◆ Document passage ◆
»»

About 80 of Scotland's most collectable artists, including Muriel Barclay, Gerard Burns, Marion Drummond, pictured, and Glen Scouller, have donated work to a fundraising exhibition called Art for Care.
The exhibition for Marie Curie Cancer Care will take place from May 11 to 14 at The Lighthouse, Glasgow.
Organisers are aiming to raise £20,000 and if this target is reached, the cash will provide more than 1000 hours of Marie Curie nursing care in the west of Scotland.
Many of the artists have a personal interest in the charity, including Marion Drummond, who recently lost her best friend to cancer.
She said: "We were lucky to receive help from Marie Curie nurses, who were with us when we sorely needed them."
Folk stars for club sessions
Glasgow's Live at the Star folk club continues its weekly Tuesday sessions in the basement of The Admiral Bar in Waterloo Street with Madrid-born, Chicago-raised, England-based singer, songwriter and "DADGAD" guitar authority Sarah McQuaid on April 29, Canadian singer of original and traditional songs Eileen McGann on May 6, and club favourite, singer-guitarist Flossie Malavialle on May 13.
Brass brothers to cast a spell
Chicago horn octet Hypnotic Brass Ensemble return to Scotland as part of the siblings' Bad Boys of Jazz tour that trails the forthcoming documentary Brothers Hypnotic, showing their lives from growing up as the sons of jazz musician Phil Cohran to touring the world, working with Damon Albarn, and bringing hip hop into their brass chorales through recordings with Mos Def, Childish Gambino and Q-Tip. They play Oran Mor, Glasgow on Wednesday May 14 and the Caves, Edinburgh on May 16.
Reflections on French fantasy
Edinburgh College of Art graduate Kristian Smith, pictured, is the latest artist to show in the airy rooms of the French Institute in Edinburgh's Randolph Crescent. Impressionism is a show of photography and collage that is the fruit of the artist's residency in Clermont Ferrand and reflects on fantasy and projection, with particular inspiration from novelist Emile Zola and French pop star Claude Francois, whose Comme d'Habitude became Frank Sinatra's My Way after Paul Anka had added English lyrics.
The exhibition runs until Saturday May 10 and can be visited between 9.30am and 6.30pm Monday to Friday, and 10am to 1pm on Saturdays.

««

◆ What the exercise asks ◆
Copy everything in the arts news roundup from "Reflections on French" down to "1pm on Saturdays.", swapping "6.30pm" for "7pm".

◆ Data to examine ◆

»»

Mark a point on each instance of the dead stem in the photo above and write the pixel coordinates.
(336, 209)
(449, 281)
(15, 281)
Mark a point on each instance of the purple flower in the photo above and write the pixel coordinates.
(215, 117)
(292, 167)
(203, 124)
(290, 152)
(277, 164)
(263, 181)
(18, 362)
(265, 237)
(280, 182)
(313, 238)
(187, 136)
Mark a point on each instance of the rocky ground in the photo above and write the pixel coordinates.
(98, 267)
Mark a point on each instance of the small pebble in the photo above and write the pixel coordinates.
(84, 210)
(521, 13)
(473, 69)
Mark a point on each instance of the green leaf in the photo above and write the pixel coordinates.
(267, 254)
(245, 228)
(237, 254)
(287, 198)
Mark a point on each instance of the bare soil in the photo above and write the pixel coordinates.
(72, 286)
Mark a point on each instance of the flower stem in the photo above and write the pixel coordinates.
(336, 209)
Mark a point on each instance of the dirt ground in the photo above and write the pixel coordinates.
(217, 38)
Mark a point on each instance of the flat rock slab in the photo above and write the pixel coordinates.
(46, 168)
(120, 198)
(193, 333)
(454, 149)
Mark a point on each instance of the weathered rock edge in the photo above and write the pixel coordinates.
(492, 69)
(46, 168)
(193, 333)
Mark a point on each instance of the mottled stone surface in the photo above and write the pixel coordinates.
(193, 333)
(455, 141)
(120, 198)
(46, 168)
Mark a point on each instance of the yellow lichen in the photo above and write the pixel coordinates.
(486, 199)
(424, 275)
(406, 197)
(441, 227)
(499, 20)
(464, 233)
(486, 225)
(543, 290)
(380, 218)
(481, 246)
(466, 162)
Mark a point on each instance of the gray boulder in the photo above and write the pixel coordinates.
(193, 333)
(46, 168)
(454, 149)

««
»»

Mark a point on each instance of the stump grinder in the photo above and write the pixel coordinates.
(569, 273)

««
»»

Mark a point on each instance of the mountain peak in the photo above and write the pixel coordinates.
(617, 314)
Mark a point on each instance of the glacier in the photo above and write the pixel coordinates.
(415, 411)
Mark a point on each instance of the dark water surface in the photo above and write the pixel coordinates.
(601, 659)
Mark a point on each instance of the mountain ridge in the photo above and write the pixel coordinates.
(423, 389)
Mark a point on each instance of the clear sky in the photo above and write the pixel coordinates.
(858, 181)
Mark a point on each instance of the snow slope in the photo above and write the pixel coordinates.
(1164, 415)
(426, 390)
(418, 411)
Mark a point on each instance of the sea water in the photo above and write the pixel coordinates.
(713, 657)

««

◆ Task response ◆
Reflections on French fantasy
Edinburgh College of Art graduate Kristian Smith, pictured, is the latest artist to show in the airy rooms of the French Institute in Edinburgh's Randolph Crescent. Impressionism is a show of photography and collage that is the fruit of the artist's residency in Clermont Ferrand and reflects on fantasy and projection, with particular inspiration from novelist Emile Zola and French pop star Claude Francois, whose Comme d'Habitude became Frank Sinatra's My Way after Paul Anka had added English lyrics.
The exhibition runs until Saturday May 10 and can be visited between 9.30am and 7pm Monday to Friday, and 10am to 1pm on Saturdays.